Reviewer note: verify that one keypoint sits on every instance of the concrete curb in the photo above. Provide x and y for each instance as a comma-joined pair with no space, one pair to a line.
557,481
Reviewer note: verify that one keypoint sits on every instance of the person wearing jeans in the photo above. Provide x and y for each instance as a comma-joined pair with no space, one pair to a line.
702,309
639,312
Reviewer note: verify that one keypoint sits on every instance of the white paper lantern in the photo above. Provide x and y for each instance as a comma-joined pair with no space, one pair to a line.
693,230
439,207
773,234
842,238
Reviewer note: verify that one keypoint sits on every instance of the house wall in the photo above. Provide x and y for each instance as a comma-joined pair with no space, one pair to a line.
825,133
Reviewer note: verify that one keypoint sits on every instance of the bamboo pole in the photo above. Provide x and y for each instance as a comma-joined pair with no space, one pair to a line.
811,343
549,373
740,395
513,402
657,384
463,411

^^^^

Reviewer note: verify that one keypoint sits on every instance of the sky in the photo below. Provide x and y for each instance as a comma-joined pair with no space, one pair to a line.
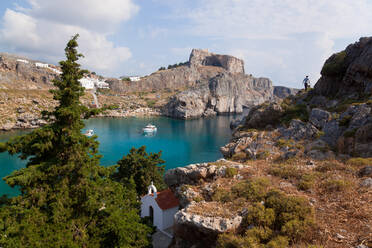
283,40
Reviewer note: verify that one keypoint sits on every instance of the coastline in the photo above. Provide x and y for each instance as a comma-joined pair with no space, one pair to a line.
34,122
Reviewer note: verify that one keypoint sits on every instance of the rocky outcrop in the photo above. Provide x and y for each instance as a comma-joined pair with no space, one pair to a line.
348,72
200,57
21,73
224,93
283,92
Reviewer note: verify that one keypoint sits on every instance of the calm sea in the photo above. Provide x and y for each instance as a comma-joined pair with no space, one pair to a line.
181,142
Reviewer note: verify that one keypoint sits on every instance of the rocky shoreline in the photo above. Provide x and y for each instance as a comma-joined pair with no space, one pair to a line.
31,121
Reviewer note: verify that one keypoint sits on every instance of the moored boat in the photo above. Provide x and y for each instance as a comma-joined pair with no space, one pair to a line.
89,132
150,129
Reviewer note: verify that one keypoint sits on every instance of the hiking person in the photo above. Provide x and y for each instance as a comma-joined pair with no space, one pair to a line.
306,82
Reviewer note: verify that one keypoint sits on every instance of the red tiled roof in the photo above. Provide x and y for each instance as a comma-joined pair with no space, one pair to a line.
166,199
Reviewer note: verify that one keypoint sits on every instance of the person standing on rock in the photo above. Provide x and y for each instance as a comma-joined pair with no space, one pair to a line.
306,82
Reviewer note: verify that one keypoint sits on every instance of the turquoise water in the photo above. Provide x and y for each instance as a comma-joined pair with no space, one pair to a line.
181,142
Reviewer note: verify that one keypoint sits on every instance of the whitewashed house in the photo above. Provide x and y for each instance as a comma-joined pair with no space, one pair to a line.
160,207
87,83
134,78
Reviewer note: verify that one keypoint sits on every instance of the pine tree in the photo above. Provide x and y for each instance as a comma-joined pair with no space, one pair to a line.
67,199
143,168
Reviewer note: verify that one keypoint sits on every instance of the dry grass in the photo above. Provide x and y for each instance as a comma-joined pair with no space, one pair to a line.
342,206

^^^^

▶ [YOUR INSTRUCTIONS]
Pull out each row above that contains the word "person" and copy every such row in full. Treat the match as case-sensitive.

▶ [SOLVED PROBLEM]
Reviewer note: verify that one keypoint sits on every instance of the person wearing jeans in the photo above. Provide x and y for each instance as a comma-joined pair with no space, one pair to a line.
Reviewer note: verify that one keypoint sits on every instance of the hiking person in the photo above. Provide x and y for each instance as a comma-joined pair with no space, one pair to a line.
Reviewer note: verify that one keypoint sits on every instance of the person standing on rock in the photo above. Provide x and y for each instance as a comma-joined pair with no space, one pair to a line.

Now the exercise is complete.